# Columbia Pope Motobike Value



## biker (May 24, 2019)

Good Morning. I was curious if I were to list this Columbia Pope Motobike on Ebay what would I get for it. Thanks.


----------



## manuel rivera (May 24, 2019)

*I like the tank . Same color of my Westfield*


----------



## catfish (May 24, 2019)

Best thing to do on eBay is just start it at a reasonable price and let people bid till the end. If you start too high, you don't get any bidders. And you just keep relisting it... Put it on once and let the auction run it's course. Plus have lots of good clear photos. Mention any issues, good and bad. Does the tire hold Air? Will you ship it? How much will shipping cost? Do you have any extra parts?


----------



## redline1968 (May 24, 2019)

You probably already know that bike interchanges with the indian..you should have no problem getting a healthy sum for it. At any price you start at it will sell well


----------



## Archie Sturmer (May 24, 2019)

I would call it a Westfield “Columbia” as the Pope mfg. co. went out of business before the time that the motorbike originated.
And I would be as forthcoming as possible about the year of the bike, based on the serial number.
I imagine if the tank was separated from the rest of the bike that it might even get more interest than the remaining bike/parts.


----------



## The Carolina Rambler (May 24, 2019)

That is a very nice bike!  Complete, original, and has clearly always been together in one piece.  I would be interested in a machine like that, but it would probably be out of my price range.  One thing I would say that could be controversial, is that I would not recommend parting it out.  Its just so complete, it would be a shame to do that, and I see nice bikes like this all the time meet such a fate.  Although sometimes a person might get a little more money, maybe, by parting it out, we should try not to let dollars get in the way of the fact that this is a really interesting and neat historical vehicle.  That is my take on it, and often times when you part something out, you also end up with a bunch of parts that no one will buy from you, sometimes.  I personally would recommend selling it as is, complete, because it is only original and together once, and that's it.  If you list it online, I would love to see it!  Good Luck!

**COLLECTED MATERIAL:**
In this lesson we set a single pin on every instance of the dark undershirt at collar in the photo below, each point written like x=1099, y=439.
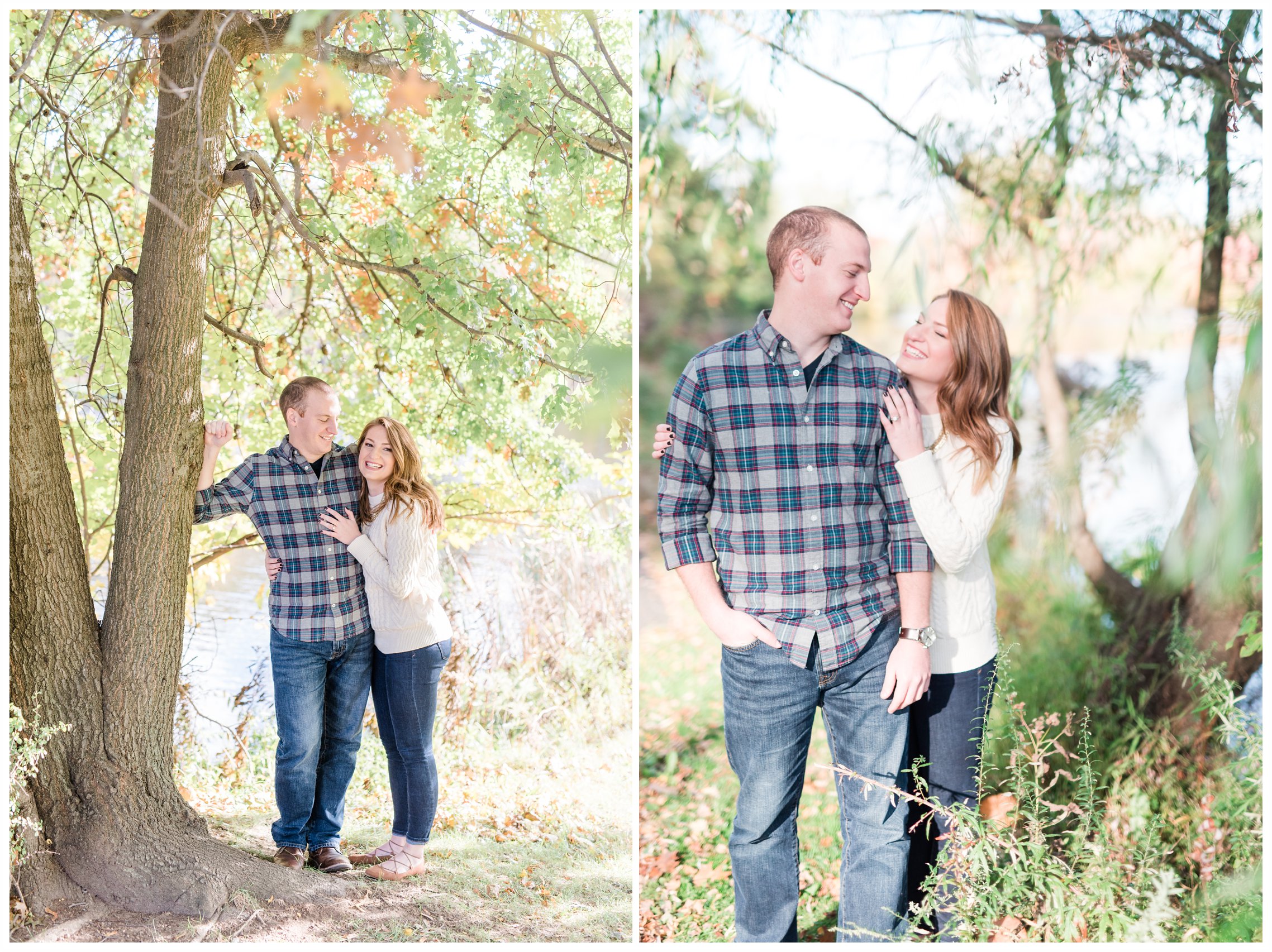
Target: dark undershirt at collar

**WHAT TO DO:**
Carry on the forum thread about the value of the Columbia Pope Motobike, starting after its last post.

**WRITTEN RESPONSE:**
----------



## CURTIS L LINDGREN (May 24, 2019)




----------



## jimbo53 (May 25, 2019)

Nobody has answered your question yet, so I’ll take a stab at it. You didn’t mention year but looks to be maybe late 20’s? If I were a buyer I’d consider the cost of new tires. Since they are 28” wheels a set a Robert Dean tires will set you back $300. A friend is selling a similar equipped 1927 or so 28” wheel Hawthorne motorbike needing tires for $975, so I’d put yours in the $1000-1200 price range. Dealing with expensive glue on tires will limit your buyer market, but buyers are out there. Hope it finds a good home at a good price. If you haven’t shipped a bike before, read up on some CABE posts on the subject. It’s a time consuming bitch to ship a bike, but just part of selling bikes on line and your buyer deserves to get a bike well packed and hopefully undamaged. Good luck!!


----------



## cyclingday (May 25, 2019)

The tank of course, is the money part, which makes this a very desirable bike.
It almost doesn’t matter what the rest of the bike looks like, when there’s a solid cigar type tank involved.
I’d say list it for $1,000 just to be safe, and then see where it goes.
The market may surprise you, or it may let you down.
But at least that way you’ve tested the waters with your life jacket on.


----------



## redline1968 (May 25, 2019)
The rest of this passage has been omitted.